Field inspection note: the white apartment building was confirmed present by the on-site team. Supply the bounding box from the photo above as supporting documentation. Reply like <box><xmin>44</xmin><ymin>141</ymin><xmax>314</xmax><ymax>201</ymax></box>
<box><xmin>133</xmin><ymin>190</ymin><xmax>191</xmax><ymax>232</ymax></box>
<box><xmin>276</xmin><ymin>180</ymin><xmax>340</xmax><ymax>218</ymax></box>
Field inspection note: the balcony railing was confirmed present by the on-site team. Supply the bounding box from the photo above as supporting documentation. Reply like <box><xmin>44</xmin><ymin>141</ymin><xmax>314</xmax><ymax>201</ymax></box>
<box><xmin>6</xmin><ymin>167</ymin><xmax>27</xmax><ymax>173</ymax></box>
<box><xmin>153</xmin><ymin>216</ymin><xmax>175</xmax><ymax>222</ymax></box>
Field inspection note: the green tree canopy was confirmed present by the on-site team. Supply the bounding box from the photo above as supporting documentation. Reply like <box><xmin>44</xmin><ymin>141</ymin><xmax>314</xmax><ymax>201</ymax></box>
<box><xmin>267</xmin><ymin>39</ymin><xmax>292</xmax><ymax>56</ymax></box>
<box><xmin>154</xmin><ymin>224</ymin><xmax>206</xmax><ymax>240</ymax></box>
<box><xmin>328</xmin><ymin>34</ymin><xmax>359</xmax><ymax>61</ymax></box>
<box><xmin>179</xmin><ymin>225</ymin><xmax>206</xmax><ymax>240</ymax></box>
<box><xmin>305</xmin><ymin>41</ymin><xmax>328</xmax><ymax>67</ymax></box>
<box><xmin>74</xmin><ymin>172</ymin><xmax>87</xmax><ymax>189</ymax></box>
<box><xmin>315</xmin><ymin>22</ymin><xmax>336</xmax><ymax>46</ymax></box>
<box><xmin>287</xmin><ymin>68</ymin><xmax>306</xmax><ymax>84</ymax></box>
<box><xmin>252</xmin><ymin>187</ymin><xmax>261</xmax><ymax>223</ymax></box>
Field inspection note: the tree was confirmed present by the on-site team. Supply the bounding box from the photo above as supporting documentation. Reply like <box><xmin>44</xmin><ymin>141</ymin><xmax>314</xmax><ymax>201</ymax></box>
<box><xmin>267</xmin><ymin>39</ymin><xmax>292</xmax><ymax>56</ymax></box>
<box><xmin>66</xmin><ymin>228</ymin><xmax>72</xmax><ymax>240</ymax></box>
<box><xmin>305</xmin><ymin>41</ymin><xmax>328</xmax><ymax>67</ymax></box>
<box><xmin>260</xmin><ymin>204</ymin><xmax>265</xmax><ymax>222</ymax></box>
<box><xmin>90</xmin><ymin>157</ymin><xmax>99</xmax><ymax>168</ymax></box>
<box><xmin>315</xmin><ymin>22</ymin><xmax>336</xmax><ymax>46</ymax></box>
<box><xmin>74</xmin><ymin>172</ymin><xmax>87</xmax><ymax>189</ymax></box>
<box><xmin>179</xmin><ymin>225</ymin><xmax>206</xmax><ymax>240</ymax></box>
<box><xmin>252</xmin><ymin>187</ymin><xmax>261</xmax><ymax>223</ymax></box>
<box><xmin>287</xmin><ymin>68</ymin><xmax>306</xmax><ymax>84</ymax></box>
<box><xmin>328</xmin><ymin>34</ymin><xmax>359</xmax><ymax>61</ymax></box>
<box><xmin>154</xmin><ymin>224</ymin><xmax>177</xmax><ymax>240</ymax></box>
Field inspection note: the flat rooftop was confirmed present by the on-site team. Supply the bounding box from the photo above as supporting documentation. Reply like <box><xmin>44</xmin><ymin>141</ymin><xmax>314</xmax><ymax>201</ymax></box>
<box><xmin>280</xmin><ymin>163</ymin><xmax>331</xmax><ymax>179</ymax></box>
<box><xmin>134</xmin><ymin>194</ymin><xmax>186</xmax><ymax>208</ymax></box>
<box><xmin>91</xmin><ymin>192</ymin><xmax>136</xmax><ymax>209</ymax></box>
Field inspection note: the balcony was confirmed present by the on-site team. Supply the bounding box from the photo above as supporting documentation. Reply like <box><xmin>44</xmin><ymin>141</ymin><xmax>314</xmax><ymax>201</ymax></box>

============

→ Required action
Copy out the entries. Change nothing.

→ Reply
Field inspection note: the white apartment building was confirmed present by the on-site team. Supply the bounding box from the photo above as supporting documentation. Reply like <box><xmin>44</xmin><ymin>141</ymin><xmax>314</xmax><ymax>201</ymax></box>
<box><xmin>133</xmin><ymin>190</ymin><xmax>191</xmax><ymax>232</ymax></box>
<box><xmin>276</xmin><ymin>180</ymin><xmax>340</xmax><ymax>218</ymax></box>
Field inspection note: the balcony railing was confirmed present by the on-site team. Supply the bounding box from the photo above as supporting documentation. Reply like <box><xmin>44</xmin><ymin>141</ymin><xmax>314</xmax><ymax>201</ymax></box>
<box><xmin>6</xmin><ymin>167</ymin><xmax>27</xmax><ymax>173</ymax></box>
<box><xmin>153</xmin><ymin>216</ymin><xmax>175</xmax><ymax>222</ymax></box>
Field inspection note: the green tree canopy was confirmed present by the on-site team. Supply the bounding box from the photo above as supporting documentation. Reply like <box><xmin>44</xmin><ymin>141</ymin><xmax>314</xmax><ymax>201</ymax></box>
<box><xmin>267</xmin><ymin>39</ymin><xmax>292</xmax><ymax>56</ymax></box>
<box><xmin>154</xmin><ymin>224</ymin><xmax>206</xmax><ymax>240</ymax></box>
<box><xmin>328</xmin><ymin>34</ymin><xmax>359</xmax><ymax>61</ymax></box>
<box><xmin>179</xmin><ymin>225</ymin><xmax>206</xmax><ymax>240</ymax></box>
<box><xmin>305</xmin><ymin>41</ymin><xmax>328</xmax><ymax>67</ymax></box>
<box><xmin>74</xmin><ymin>172</ymin><xmax>87</xmax><ymax>189</ymax></box>
<box><xmin>315</xmin><ymin>22</ymin><xmax>336</xmax><ymax>46</ymax></box>
<box><xmin>287</xmin><ymin>68</ymin><xmax>306</xmax><ymax>84</ymax></box>
<box><xmin>252</xmin><ymin>187</ymin><xmax>261</xmax><ymax>223</ymax></box>
Field inspection note: the tree was confirmed present by the on-site team. Supply the bounding box from the photo above as supporting documentation. Reply like <box><xmin>44</xmin><ymin>141</ymin><xmax>314</xmax><ymax>201</ymax></box>
<box><xmin>267</xmin><ymin>39</ymin><xmax>292</xmax><ymax>56</ymax></box>
<box><xmin>66</xmin><ymin>228</ymin><xmax>72</xmax><ymax>240</ymax></box>
<box><xmin>305</xmin><ymin>41</ymin><xmax>328</xmax><ymax>67</ymax></box>
<box><xmin>260</xmin><ymin>204</ymin><xmax>265</xmax><ymax>222</ymax></box>
<box><xmin>90</xmin><ymin>157</ymin><xmax>99</xmax><ymax>168</ymax></box>
<box><xmin>315</xmin><ymin>22</ymin><xmax>336</xmax><ymax>46</ymax></box>
<box><xmin>74</xmin><ymin>172</ymin><xmax>87</xmax><ymax>189</ymax></box>
<box><xmin>179</xmin><ymin>225</ymin><xmax>206</xmax><ymax>240</ymax></box>
<box><xmin>252</xmin><ymin>187</ymin><xmax>261</xmax><ymax>223</ymax></box>
<box><xmin>287</xmin><ymin>68</ymin><xmax>306</xmax><ymax>84</ymax></box>
<box><xmin>328</xmin><ymin>34</ymin><xmax>359</xmax><ymax>61</ymax></box>
<box><xmin>154</xmin><ymin>224</ymin><xmax>177</xmax><ymax>240</ymax></box>
Field inspection note: the flat rooftop was confirmed present by the on-site team. Supply the bounding box from the photo above as supporting documentation. Reply like <box><xmin>44</xmin><ymin>141</ymin><xmax>314</xmax><ymax>201</ymax></box>
<box><xmin>280</xmin><ymin>163</ymin><xmax>331</xmax><ymax>179</ymax></box>
<box><xmin>134</xmin><ymin>194</ymin><xmax>186</xmax><ymax>208</ymax></box>
<box><xmin>91</xmin><ymin>192</ymin><xmax>136</xmax><ymax>209</ymax></box>
Field inspection note: the balcony was confirmed present by the on-site team. Supply the bounding box from the photo above as supporting documentation. Reply like <box><xmin>44</xmin><ymin>141</ymin><xmax>314</xmax><ymax>201</ymax></box>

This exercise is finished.